Cult Review
Senior Film Conservator

If you like those old black-and-white dramas where everyone speaks in perfect, clipped sentences and doctors are always the heroes, you’ll dig this. It’s definitely not for the modern crowd that needs a car chase every ten minutes. If you’re allergic to melodrama, maybe give this one a skip. But honestly? It’s charming in a way that feels almost like looking at a dusty photograph of someone you don't recognize.
Albrecht Schoenhals plays Dr. Felgentreu, and the guy is playing himself, basically. He was a real doctor in real life, and it shows. He holds his stethoscope like he actually knows where the heart is. There’s a natural stiffness to him that works, even if he seems more comfortable with a petri dish than he does with the young lady falling in love with him.
The plot is a total soup. You’ve got the medical breakthrough, the secret past, the crime stuff—it’s like they threw everything into a blender. Sometimes the movie stops dead just so we can watch him mess around with his antibiotic serum. It’s weirdly hypnotic, even if I have no idea what he's actually doing in those vials.

* DATASET RECORDS:
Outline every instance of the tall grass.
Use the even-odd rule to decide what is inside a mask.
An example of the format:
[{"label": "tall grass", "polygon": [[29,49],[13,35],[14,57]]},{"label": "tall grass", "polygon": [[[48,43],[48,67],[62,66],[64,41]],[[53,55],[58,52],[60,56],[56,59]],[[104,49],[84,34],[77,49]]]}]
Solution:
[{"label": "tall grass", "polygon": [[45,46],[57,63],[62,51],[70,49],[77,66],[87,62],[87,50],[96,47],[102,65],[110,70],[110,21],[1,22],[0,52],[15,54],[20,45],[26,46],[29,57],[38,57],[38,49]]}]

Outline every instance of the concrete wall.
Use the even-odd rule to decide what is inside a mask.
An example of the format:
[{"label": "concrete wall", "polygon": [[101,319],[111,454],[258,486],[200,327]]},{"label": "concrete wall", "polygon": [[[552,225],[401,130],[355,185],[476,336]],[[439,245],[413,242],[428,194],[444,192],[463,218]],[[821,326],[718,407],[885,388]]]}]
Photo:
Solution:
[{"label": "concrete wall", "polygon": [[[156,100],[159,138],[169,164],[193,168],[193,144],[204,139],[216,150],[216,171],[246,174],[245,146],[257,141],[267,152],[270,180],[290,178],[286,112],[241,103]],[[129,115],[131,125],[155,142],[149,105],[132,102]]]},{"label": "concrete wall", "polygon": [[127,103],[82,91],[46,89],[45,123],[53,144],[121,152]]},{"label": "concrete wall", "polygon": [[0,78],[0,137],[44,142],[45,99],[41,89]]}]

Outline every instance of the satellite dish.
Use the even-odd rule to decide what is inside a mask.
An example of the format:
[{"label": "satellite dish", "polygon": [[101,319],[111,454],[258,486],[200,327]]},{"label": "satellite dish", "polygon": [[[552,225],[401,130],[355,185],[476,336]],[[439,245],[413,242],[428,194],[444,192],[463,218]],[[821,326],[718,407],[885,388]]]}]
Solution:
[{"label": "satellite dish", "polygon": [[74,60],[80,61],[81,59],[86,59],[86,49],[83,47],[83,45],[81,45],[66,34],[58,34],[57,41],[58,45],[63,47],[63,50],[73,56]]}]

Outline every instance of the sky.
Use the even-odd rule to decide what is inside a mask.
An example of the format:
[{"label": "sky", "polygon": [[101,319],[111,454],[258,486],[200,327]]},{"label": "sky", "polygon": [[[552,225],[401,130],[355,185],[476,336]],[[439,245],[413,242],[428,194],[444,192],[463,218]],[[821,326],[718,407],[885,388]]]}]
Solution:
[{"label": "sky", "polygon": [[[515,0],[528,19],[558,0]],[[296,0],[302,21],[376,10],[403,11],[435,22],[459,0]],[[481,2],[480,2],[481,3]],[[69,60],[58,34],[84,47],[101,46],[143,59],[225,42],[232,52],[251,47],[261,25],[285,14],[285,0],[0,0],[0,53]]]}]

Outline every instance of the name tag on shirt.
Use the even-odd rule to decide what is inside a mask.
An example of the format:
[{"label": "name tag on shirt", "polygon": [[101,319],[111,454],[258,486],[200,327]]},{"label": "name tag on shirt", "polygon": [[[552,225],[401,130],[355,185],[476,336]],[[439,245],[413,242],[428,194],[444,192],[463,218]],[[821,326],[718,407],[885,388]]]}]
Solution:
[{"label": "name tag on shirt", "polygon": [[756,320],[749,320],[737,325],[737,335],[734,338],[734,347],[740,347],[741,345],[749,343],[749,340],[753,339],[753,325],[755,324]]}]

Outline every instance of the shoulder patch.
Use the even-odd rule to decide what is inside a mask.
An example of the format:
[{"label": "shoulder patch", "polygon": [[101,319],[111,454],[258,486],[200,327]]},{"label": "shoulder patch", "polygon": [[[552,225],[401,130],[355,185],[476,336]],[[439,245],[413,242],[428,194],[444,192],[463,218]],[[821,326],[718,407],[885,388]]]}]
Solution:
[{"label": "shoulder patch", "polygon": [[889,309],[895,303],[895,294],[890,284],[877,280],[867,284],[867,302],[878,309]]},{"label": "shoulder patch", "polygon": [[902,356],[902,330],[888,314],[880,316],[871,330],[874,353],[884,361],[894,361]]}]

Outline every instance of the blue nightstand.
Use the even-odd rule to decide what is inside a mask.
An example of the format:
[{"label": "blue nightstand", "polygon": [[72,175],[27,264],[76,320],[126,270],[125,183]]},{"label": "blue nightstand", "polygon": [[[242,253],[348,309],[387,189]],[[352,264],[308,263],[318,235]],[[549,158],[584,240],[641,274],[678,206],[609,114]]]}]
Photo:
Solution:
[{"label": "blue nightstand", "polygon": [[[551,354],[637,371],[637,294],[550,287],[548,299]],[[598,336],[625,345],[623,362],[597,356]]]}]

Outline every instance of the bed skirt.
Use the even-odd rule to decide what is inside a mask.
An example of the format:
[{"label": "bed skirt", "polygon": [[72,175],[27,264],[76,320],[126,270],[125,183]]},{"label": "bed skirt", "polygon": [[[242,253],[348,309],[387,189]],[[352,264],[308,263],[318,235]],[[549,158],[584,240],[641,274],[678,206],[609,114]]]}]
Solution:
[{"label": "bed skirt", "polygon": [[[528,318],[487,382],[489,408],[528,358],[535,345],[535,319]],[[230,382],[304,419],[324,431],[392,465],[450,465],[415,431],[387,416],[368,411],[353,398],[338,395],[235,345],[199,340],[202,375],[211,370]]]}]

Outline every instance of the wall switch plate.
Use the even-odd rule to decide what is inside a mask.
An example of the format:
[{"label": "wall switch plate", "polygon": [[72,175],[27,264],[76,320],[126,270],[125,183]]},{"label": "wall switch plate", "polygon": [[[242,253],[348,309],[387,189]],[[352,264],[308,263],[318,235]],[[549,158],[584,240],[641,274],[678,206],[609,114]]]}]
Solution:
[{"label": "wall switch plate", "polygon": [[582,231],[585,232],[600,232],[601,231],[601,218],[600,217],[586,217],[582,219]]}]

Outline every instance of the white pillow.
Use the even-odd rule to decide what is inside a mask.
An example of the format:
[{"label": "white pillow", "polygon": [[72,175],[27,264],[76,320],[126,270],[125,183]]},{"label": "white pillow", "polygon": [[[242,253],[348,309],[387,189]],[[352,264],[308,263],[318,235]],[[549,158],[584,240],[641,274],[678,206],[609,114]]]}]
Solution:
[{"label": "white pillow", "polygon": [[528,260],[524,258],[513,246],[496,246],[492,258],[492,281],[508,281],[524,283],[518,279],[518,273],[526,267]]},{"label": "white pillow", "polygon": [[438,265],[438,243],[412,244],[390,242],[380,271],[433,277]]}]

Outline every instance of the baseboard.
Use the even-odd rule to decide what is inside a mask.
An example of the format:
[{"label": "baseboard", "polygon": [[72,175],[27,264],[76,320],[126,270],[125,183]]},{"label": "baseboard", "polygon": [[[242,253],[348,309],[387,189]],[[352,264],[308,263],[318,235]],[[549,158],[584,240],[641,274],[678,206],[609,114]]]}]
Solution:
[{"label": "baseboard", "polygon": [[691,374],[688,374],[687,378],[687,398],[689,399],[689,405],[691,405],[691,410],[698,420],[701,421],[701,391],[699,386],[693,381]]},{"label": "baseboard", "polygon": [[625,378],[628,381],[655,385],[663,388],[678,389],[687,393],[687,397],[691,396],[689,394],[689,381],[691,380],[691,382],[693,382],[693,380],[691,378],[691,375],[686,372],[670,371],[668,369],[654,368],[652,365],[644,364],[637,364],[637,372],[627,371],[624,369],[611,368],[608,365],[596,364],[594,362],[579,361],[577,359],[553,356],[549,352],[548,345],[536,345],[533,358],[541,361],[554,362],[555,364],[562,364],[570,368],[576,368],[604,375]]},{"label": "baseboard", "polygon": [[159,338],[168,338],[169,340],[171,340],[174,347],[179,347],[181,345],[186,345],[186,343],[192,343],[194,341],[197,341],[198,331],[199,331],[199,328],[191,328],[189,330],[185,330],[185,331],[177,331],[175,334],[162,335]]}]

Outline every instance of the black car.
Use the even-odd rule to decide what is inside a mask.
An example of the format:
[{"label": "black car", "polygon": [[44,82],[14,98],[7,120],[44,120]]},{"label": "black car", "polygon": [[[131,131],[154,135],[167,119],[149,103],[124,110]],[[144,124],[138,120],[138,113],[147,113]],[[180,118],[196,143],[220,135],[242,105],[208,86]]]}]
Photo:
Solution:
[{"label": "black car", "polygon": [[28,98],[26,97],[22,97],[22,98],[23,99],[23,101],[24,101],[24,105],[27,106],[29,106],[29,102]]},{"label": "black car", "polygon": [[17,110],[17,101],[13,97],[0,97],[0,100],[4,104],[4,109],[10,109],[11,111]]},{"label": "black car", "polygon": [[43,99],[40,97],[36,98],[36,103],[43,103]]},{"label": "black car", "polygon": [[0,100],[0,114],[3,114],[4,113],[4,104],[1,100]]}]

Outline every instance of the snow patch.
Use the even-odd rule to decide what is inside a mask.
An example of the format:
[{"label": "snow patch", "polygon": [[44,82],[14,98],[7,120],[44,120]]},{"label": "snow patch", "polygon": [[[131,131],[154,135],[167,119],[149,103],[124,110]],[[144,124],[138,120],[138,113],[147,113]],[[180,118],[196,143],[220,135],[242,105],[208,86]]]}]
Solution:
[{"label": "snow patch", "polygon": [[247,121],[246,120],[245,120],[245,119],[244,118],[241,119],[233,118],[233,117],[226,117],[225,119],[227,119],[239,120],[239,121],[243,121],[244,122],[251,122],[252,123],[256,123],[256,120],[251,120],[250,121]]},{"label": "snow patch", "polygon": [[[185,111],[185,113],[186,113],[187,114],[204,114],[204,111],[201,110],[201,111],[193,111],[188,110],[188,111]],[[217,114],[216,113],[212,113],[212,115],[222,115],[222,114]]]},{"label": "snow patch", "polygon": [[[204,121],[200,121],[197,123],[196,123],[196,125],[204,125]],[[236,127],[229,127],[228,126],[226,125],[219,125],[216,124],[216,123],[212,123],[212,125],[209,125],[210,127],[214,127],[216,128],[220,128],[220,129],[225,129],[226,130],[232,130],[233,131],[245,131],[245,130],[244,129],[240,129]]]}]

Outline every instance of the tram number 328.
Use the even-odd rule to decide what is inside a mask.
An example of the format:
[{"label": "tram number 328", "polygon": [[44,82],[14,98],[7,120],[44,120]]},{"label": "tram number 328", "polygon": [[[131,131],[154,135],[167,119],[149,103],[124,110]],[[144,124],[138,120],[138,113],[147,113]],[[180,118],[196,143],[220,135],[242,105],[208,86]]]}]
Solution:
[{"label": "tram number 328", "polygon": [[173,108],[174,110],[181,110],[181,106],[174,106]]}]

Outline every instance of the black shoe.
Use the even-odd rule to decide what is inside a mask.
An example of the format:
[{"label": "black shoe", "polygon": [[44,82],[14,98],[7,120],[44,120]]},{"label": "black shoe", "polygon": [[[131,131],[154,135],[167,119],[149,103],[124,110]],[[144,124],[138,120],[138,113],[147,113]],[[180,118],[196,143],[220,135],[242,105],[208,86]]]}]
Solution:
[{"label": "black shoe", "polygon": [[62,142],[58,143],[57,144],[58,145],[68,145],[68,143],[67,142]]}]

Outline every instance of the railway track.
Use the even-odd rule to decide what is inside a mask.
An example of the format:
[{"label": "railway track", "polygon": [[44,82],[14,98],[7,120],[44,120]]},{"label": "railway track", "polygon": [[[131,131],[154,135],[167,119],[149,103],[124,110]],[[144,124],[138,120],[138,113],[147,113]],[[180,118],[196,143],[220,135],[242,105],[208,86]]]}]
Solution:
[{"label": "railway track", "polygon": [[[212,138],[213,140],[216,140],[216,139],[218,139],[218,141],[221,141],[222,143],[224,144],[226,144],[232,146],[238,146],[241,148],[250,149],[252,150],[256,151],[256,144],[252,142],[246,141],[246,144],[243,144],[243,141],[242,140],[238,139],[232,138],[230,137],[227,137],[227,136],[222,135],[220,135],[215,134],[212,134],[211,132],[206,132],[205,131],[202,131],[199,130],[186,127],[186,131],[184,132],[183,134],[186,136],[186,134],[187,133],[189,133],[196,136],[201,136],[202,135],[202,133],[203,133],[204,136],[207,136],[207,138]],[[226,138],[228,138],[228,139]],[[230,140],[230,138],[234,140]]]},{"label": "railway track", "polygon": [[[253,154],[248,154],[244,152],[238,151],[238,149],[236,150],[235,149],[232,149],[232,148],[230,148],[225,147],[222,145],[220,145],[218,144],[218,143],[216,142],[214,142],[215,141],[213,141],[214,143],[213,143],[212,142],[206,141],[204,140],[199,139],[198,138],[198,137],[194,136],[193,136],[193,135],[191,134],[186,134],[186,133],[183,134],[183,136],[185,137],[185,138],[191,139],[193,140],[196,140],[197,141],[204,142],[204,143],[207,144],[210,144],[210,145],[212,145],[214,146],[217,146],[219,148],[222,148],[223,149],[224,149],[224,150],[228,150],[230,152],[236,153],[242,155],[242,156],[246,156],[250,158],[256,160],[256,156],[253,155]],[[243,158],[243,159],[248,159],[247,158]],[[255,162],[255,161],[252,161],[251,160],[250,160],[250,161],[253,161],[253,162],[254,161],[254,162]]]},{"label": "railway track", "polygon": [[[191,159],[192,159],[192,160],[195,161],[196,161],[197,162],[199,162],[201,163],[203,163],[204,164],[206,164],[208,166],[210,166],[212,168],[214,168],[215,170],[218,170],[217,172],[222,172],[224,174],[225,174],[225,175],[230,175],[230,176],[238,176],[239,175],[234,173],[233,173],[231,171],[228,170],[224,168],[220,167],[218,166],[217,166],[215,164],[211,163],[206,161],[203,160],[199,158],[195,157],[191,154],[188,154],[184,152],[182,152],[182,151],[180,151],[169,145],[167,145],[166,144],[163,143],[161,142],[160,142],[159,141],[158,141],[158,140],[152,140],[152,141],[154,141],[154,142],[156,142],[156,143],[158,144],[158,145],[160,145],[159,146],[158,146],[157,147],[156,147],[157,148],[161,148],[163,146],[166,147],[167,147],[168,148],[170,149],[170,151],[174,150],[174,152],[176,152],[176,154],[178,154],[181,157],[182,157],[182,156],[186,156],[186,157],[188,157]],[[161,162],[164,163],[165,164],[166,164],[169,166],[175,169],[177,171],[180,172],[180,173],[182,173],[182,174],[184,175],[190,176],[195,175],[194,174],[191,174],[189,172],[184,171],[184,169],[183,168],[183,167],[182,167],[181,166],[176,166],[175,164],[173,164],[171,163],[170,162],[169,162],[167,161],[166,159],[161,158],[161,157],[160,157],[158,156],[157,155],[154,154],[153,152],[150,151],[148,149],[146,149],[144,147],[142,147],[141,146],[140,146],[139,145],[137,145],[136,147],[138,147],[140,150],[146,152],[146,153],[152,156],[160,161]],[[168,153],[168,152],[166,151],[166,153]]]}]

* AIM OF THE TASK:
Write the next part of the film review, picking up right after its last sentence. You won't need the lines for this.

* TASK ANSWER:
The pacing is all over the place. One minute we’re in a tense boardroom scene, the next we’re dealing with a romantic subplot that feels like it wandered in from another movie. It reminded me a bit of the frantic energy in Working Winnie, though without the slapstick, obviously.
There’s this moment where he looks out a window, and the camera lingers for so long I started wondering if the projectionist fell asleep. It’s a bizarre choice, but somehow it captures that feeling of being a busy man with nothing to say. It felt more honest than half the dialogue in the film.
It’s not perfect. It’s not even trying to be. It’s just a story about a guy who wants to cure people but keeps getting distracted by his own life. We’ve all been there, right? Minus the dramatic criminal past, I hope.